STUDY TEXT:
┄┄┄┄┄┄

That was one of the times I cursed out loud and started laughing.
DALL-E is the most advanced image generation tool I’ve seen to date, but it’s far from the only one. I’ve also experimented lightly with a similar tool named Midjourney, which is also in beta; Google has announced another, named Imagen, but has yet to let outsiders try it. A third tool, DALL-E Mini, has generated a series of viral images over the past few days; it has no relation to OpenAI or DALL-E, though, and I imagine the developer will get hit with a cease-and-desist letter shortly.
OpenAI told me that it hasn’t yet made any decisions about whether and how DALL-E might someday become available more generally. The point of the current research beta is to show people use this technology, adapting both the tool and content policies as necessary.
And yet already, the number of use cases artists have discovered for DALL-E is surprising. One artist is using DALL-E to create augmented reality filters for social apps. A chef in Miami is using it to get new ideas for how to plate his dishes. Ben Thompson wrote a prescient piece about how DALL-E could be used to create extremely cheap environments and objects in the metaverse.

┄┄┄┄┄┄

WHAT THE TASK ASKS: Say whether each statement agrees with the DALL-E text, answering yes or no and quoting the words that decide it. 1. Google has let outsiders try Imagen. 2. DALL-E Mini has no relation to OpenAI. 3. A chef in Miami uses DALL-E for ideas on how to plate his dishes. You don't need the data to do this.

Data for locating objects from plain-language descriptions:

┄┄┄┄┄┄

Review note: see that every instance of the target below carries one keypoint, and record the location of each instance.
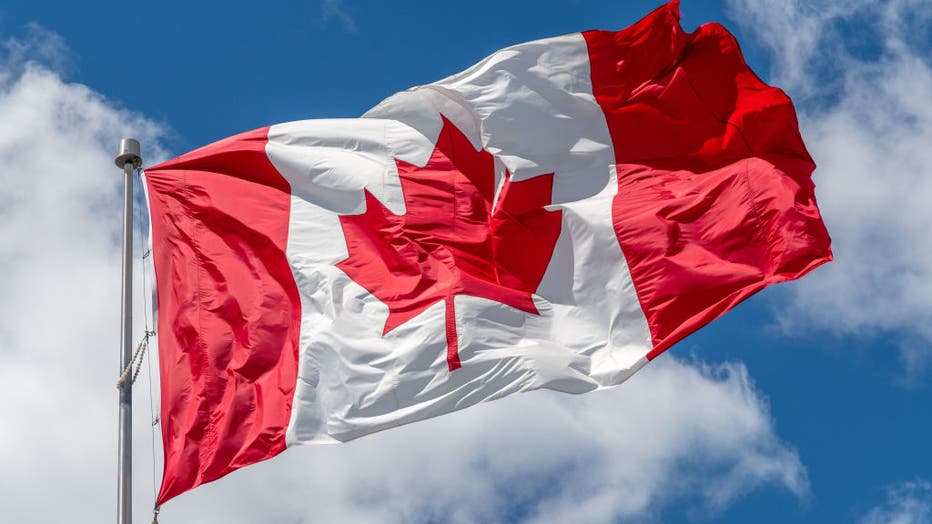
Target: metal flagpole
(129, 160)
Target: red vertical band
(229, 311)
(715, 200)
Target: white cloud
(696, 435)
(680, 432)
(861, 74)
(907, 503)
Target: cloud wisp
(695, 434)
(861, 75)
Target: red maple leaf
(454, 239)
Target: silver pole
(128, 159)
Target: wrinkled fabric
(553, 217)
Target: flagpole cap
(129, 153)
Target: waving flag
(553, 217)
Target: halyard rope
(140, 350)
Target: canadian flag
(553, 217)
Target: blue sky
(808, 403)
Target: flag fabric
(553, 217)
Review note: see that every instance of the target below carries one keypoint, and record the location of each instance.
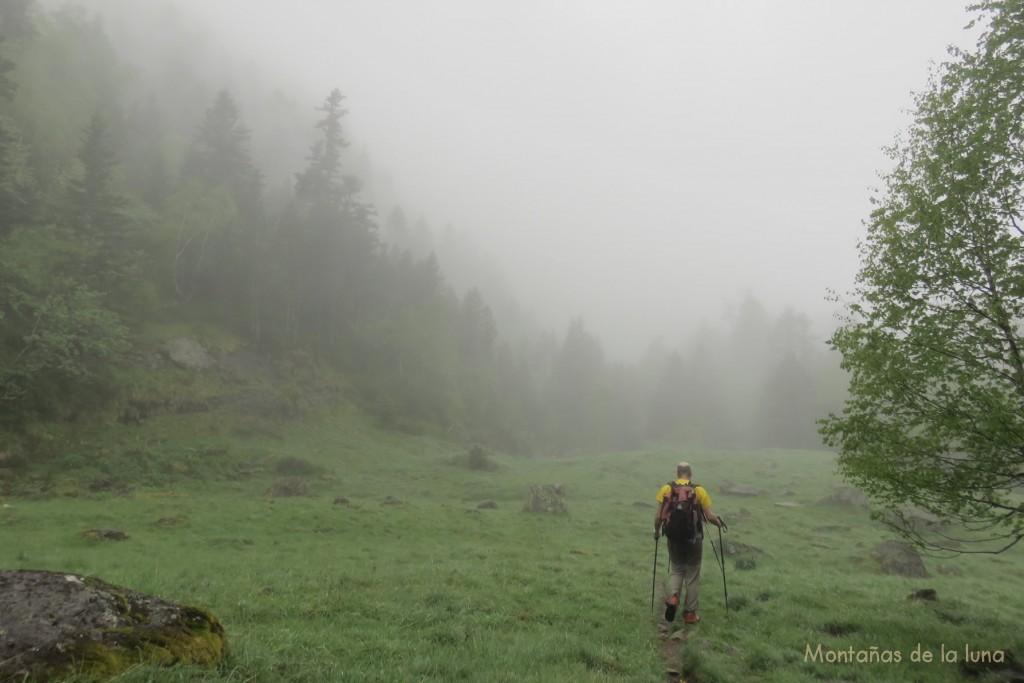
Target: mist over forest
(152, 175)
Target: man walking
(682, 508)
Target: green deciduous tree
(933, 339)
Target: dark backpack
(680, 513)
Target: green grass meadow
(439, 590)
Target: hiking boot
(670, 607)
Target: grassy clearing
(439, 590)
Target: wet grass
(437, 589)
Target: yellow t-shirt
(702, 498)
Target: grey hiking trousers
(685, 573)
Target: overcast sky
(635, 163)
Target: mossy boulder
(53, 625)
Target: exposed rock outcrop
(53, 625)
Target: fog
(640, 165)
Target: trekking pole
(725, 588)
(721, 560)
(653, 574)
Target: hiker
(685, 536)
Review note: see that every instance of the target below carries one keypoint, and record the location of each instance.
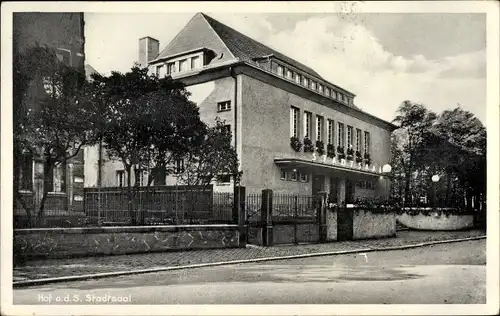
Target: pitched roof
(246, 48)
(239, 45)
(89, 71)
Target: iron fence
(142, 206)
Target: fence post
(322, 216)
(239, 214)
(266, 217)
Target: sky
(437, 59)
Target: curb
(27, 283)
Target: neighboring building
(63, 32)
(266, 98)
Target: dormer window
(183, 65)
(298, 78)
(170, 68)
(279, 70)
(305, 82)
(195, 62)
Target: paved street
(452, 273)
(50, 268)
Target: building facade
(63, 32)
(268, 99)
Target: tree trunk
(48, 166)
(130, 196)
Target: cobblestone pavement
(50, 268)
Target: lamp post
(386, 169)
(435, 179)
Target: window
(26, 173)
(307, 124)
(358, 140)
(282, 174)
(330, 132)
(224, 178)
(57, 179)
(367, 143)
(179, 165)
(120, 178)
(279, 70)
(183, 65)
(349, 136)
(139, 177)
(224, 106)
(195, 62)
(305, 82)
(294, 122)
(319, 128)
(159, 175)
(158, 70)
(170, 68)
(298, 78)
(341, 135)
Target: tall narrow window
(298, 78)
(367, 143)
(183, 65)
(320, 88)
(26, 173)
(305, 82)
(307, 125)
(120, 178)
(158, 70)
(349, 136)
(279, 70)
(223, 106)
(294, 122)
(340, 136)
(170, 68)
(319, 128)
(358, 140)
(57, 177)
(330, 132)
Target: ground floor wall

┄┄┄┄┄┄

WORKED SOLUTION:
1. No: "Google has announced another, named Imagen, but has yet to let outsiders try it."
2. Yes: "it has no relation to OpenAI or DALL-E"
3. Yes: "A chef in Miami is using it to get new ideas for how to plate his dishes."